[Stored entries]
^^^^^^^^
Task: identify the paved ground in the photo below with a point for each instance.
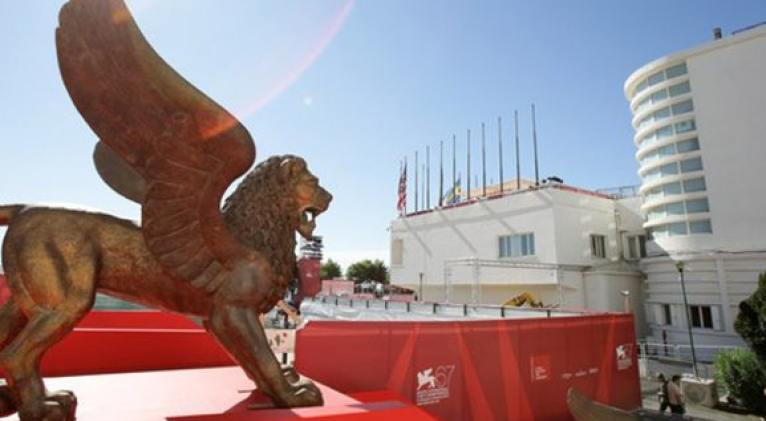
(695, 412)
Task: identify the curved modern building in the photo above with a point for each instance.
(700, 122)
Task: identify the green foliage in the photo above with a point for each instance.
(751, 320)
(743, 375)
(329, 270)
(368, 270)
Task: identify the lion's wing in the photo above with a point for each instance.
(186, 147)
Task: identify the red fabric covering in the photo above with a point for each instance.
(126, 341)
(479, 370)
(308, 280)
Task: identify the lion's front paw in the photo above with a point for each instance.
(7, 402)
(60, 406)
(304, 393)
(290, 374)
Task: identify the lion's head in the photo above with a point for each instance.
(311, 199)
(279, 197)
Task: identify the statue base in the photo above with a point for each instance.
(213, 394)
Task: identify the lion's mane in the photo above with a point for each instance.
(263, 213)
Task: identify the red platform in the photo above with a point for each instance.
(210, 394)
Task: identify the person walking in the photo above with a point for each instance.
(662, 393)
(675, 398)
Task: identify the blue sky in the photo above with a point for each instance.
(354, 86)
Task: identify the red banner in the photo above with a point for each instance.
(479, 370)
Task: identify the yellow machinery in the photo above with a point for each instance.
(521, 299)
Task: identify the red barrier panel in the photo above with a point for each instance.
(479, 370)
(127, 341)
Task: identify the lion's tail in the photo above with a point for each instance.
(8, 212)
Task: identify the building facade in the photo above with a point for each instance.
(700, 138)
(566, 247)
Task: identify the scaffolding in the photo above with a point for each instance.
(476, 264)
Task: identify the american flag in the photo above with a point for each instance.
(402, 203)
^^^^^^^^
### Goal:
Starting with the line that contains "Task: identify the curved", write out each line through the end of the listing, exactly as it appears, and include nothing else.

### Output of the task:
Task: identify the curved modern building in the photo above with a point for each instance.
(700, 122)
Task: identify the green foliage in the photo above with a point for each instance.
(751, 320)
(743, 375)
(329, 270)
(368, 270)
Task: identify the lion's wing in the photo above with a point for each instance.
(186, 147)
Task: identify the red fabric covering in the photo above with a point for each instance.
(126, 341)
(479, 370)
(308, 280)
Task: identify the lion's front paw in the photo above with a point for each instance.
(7, 402)
(60, 406)
(304, 393)
(290, 374)
Task: identify the lion's head in the photo above with a point for each instance.
(311, 199)
(279, 197)
Task: identify the statue base in the photo above with a point for each instance.
(213, 394)
Task: identify the lion's mane in the photo above with a point for each instance.
(263, 213)
Task: identify the red platform in the photo above with a point for each instance.
(210, 394)
Task: identify the person walking in the photo above with a point for each instance.
(662, 393)
(675, 398)
Task: identify the blue sky in the photo above with a point for each instance.
(354, 86)
Task: identify the red banner in the photo above with a point for each instance.
(479, 370)
Task: identify the yellow machinery in the photo above with a point for each instance.
(521, 299)
Task: identify the red barrier panel in the photo above with a point for each instance.
(479, 370)
(127, 341)
Task: identify the lion's tail in the photo above with a point for each instance.
(8, 212)
Task: identify the building facade in the photo above with a point for each instance.
(700, 138)
(566, 247)
Task: identify the scaffolding in the photo above with a point for each instance.
(476, 264)
Task: identify the american flag in the photo above with a point for each instance.
(402, 203)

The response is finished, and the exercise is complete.